[Named object pointing entries]
-- Start --
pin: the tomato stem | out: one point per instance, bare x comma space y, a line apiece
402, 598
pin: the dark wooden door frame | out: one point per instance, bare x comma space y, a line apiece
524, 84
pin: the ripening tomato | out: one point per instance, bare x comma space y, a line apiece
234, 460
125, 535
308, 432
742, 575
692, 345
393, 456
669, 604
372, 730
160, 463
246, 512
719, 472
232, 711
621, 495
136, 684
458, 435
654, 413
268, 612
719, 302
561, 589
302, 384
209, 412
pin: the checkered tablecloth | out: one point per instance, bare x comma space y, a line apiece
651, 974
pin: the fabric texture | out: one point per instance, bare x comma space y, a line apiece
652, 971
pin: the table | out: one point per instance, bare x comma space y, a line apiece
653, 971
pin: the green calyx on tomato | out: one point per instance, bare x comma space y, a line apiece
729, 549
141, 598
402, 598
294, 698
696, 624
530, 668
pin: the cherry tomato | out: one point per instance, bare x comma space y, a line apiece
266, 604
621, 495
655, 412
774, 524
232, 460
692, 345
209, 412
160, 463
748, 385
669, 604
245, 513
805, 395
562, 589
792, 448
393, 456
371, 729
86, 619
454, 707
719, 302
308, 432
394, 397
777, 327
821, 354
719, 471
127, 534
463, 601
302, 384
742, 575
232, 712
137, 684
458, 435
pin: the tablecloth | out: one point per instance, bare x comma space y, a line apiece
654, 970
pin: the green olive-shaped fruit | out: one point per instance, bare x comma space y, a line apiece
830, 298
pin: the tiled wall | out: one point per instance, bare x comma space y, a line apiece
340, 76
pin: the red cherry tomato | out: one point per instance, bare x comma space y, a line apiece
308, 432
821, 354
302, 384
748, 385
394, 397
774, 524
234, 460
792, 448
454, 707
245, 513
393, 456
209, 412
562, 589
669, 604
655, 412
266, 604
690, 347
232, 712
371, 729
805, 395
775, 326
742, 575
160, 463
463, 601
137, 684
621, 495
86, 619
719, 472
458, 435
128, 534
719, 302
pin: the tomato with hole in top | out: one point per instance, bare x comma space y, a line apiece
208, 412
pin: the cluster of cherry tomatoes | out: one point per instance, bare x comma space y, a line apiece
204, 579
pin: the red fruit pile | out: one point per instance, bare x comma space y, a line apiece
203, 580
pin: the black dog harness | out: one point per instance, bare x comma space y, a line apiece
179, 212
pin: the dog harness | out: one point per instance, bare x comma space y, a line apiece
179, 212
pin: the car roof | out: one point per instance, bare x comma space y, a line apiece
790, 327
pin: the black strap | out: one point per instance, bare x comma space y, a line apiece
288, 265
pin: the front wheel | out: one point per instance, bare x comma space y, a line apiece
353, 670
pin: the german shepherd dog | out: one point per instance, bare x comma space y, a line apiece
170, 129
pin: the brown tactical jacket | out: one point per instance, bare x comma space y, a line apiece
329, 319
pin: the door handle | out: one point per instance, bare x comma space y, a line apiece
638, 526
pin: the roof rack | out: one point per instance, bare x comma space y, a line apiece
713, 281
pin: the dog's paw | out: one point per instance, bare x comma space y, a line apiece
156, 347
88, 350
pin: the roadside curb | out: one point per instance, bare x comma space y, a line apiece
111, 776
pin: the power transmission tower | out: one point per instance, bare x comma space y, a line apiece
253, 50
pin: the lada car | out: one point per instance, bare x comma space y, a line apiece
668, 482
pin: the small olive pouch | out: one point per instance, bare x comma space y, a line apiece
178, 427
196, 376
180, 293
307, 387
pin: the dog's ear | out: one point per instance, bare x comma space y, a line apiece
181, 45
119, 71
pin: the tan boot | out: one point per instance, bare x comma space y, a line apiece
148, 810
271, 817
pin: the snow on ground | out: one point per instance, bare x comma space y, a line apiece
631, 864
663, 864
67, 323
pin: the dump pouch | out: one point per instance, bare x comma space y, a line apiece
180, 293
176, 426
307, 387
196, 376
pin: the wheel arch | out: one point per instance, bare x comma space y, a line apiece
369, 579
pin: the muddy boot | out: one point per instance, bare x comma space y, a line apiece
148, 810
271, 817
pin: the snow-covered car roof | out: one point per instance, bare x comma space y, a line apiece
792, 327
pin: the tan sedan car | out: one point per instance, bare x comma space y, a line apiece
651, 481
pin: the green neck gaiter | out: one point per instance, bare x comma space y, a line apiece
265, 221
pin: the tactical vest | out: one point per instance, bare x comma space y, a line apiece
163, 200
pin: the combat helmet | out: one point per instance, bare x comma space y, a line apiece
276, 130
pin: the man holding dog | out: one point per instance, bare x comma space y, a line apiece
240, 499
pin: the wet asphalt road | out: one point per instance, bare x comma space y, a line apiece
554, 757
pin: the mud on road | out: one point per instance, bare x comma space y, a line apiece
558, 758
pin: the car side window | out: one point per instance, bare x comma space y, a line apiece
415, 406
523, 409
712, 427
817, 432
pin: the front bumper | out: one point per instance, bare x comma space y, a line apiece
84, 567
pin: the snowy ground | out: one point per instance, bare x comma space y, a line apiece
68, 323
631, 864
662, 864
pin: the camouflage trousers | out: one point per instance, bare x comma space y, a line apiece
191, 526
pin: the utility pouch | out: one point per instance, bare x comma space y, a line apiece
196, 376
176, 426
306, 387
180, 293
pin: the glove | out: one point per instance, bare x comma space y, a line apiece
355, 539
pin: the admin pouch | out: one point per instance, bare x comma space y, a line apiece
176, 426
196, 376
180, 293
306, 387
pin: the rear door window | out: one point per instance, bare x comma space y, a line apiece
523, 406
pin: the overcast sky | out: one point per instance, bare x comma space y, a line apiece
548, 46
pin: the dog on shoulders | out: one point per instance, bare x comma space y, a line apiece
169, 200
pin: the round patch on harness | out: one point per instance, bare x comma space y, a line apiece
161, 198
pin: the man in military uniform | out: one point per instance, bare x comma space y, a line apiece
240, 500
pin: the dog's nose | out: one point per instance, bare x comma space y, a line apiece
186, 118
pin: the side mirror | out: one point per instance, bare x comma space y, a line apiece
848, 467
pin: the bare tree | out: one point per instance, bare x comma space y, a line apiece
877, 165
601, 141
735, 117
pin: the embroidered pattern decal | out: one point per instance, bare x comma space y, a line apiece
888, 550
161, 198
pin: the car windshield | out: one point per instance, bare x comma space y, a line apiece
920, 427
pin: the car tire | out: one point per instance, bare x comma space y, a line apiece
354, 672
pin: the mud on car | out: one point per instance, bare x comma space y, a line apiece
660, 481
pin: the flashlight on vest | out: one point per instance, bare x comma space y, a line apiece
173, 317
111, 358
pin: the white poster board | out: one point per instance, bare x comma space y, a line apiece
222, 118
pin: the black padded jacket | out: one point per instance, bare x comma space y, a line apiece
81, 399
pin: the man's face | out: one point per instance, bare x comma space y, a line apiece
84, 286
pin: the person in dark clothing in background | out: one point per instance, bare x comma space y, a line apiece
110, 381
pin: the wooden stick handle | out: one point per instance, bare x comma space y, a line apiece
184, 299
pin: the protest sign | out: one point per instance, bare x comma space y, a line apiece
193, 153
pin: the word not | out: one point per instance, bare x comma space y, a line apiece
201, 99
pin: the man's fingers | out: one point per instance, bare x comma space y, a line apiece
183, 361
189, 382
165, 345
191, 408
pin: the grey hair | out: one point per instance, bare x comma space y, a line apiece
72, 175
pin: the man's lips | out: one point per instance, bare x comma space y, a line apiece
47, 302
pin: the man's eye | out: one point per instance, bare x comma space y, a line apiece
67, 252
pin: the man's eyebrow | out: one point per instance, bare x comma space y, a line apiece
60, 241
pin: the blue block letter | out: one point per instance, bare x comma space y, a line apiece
-- End --
- **Work to be completed**: Please retype the lines of the entries from the one containing "pin: the black padded" through the end of the entries, inclusive, without changing them.

- **Solution below**:
pin: the black padded jacket | out: one point per instance, bare x comma space y, a line apiece
81, 399
pin: the man's face | out: one point per instance, bare x comma space y, a line apiece
84, 286
pin: the person in dark clothing in background | out: one point per instance, bare x comma space y, a line apiece
110, 381
pin: the wooden stick handle | out: one point per instance, bare x comma space y, a line apiece
184, 299
pin: the protest sign | out: one point per instance, bare x comma space y, a line apiece
193, 153
pin: the word not | out: one point per instance, bare x comma space y, a line apiece
201, 99
pin: the man's fingers | out: one point per instance, bare x comma space y, a line apiece
183, 361
189, 382
165, 345
191, 408
pin: the grey hair | out: one point per instance, bare x comma space y, a line apiece
72, 175
pin: the man's lips | out: one point per instance, bare x comma space y, a line apiece
47, 302
pin: the man's eye | out: one point per instance, bare x comma space y, a line apiece
67, 252
pin: the man's eyebrow | out: one point per instance, bare x comma space y, a line apiece
60, 241
pin: the blue block letter | out: one point per instance, bare x comma space y, a line apiece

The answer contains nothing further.